> Your objective
Comb through the entries for "roof" and pull out each line that holds it.

[Natural language region descriptions]
+++
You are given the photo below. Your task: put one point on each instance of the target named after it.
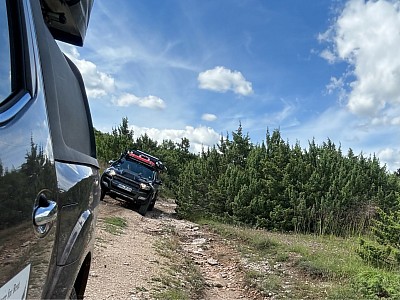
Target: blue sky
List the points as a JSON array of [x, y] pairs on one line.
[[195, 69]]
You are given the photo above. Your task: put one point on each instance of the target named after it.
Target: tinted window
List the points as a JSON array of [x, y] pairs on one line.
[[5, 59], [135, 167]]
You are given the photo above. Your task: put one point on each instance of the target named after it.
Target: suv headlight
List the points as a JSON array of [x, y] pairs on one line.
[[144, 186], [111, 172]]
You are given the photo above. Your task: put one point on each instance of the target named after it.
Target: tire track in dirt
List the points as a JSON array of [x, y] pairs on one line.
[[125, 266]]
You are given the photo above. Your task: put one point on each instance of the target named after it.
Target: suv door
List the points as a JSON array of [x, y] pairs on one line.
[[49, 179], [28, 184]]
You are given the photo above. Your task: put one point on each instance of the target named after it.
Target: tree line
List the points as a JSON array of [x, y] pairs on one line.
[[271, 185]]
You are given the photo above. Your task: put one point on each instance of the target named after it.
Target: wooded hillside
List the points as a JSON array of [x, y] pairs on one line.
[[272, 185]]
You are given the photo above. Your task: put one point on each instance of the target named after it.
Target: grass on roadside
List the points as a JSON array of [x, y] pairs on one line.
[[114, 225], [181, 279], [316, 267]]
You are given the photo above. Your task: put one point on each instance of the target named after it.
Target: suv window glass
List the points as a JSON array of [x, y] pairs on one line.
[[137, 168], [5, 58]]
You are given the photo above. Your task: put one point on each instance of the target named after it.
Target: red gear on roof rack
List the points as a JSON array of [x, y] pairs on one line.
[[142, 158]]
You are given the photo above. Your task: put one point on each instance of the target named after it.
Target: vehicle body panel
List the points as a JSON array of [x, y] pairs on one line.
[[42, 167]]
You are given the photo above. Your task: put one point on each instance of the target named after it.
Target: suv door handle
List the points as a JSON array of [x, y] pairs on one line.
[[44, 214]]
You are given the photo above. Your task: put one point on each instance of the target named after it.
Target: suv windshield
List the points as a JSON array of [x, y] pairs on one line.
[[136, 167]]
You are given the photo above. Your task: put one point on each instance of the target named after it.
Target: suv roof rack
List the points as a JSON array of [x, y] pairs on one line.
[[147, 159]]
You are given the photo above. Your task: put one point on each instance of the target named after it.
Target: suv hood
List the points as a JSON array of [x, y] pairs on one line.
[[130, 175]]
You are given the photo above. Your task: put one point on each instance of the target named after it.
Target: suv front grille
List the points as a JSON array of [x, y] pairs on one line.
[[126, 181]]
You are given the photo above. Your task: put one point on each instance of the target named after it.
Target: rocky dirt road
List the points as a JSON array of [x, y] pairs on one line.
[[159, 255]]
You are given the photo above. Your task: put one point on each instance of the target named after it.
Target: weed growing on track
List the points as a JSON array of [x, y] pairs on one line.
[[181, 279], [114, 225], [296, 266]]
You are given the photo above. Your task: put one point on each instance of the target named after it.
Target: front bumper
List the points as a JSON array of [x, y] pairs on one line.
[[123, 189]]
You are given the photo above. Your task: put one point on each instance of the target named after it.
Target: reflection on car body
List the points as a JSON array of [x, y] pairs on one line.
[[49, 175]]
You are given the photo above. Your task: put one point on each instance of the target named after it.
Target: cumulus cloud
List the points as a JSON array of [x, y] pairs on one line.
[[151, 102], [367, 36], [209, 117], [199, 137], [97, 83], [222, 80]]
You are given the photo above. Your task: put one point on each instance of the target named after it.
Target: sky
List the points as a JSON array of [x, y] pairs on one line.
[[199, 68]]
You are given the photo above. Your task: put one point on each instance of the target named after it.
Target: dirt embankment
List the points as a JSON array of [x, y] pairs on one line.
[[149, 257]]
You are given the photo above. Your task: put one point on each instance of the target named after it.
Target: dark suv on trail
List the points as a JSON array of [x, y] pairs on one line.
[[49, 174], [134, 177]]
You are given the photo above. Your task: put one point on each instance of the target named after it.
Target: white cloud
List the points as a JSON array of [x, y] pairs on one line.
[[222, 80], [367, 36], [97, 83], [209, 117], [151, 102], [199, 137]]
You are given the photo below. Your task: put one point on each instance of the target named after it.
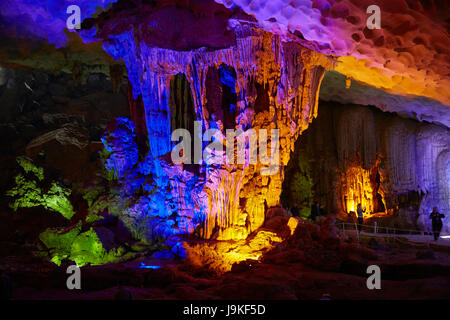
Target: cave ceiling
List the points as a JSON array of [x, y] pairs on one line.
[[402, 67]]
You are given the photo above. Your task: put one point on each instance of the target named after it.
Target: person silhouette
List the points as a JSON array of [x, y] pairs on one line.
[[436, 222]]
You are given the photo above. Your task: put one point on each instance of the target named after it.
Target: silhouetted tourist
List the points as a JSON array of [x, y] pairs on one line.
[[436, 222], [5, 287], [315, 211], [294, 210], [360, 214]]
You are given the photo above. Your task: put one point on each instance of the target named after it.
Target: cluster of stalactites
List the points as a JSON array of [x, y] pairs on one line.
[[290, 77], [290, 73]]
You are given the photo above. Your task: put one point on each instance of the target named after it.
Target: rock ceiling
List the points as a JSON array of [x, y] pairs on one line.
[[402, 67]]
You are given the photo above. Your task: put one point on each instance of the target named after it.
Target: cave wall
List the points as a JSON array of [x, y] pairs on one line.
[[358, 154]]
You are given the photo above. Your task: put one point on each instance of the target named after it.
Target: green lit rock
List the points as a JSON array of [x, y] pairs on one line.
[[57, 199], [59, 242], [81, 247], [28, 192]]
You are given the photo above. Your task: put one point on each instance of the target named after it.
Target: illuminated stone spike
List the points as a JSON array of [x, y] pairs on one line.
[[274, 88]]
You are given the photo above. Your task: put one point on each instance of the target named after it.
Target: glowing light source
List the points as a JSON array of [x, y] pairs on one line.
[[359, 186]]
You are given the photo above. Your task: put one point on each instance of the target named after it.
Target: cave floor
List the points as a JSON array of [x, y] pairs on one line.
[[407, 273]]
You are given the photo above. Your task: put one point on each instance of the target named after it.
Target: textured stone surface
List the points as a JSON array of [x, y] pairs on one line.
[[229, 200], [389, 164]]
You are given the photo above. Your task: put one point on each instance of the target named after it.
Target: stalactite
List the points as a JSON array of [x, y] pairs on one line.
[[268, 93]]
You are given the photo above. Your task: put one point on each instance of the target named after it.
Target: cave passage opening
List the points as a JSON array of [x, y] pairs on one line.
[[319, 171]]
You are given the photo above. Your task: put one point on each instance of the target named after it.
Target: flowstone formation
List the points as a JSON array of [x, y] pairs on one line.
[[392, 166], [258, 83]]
+++
> The answer
Target: red gear on roof rack
Target: suv roof rack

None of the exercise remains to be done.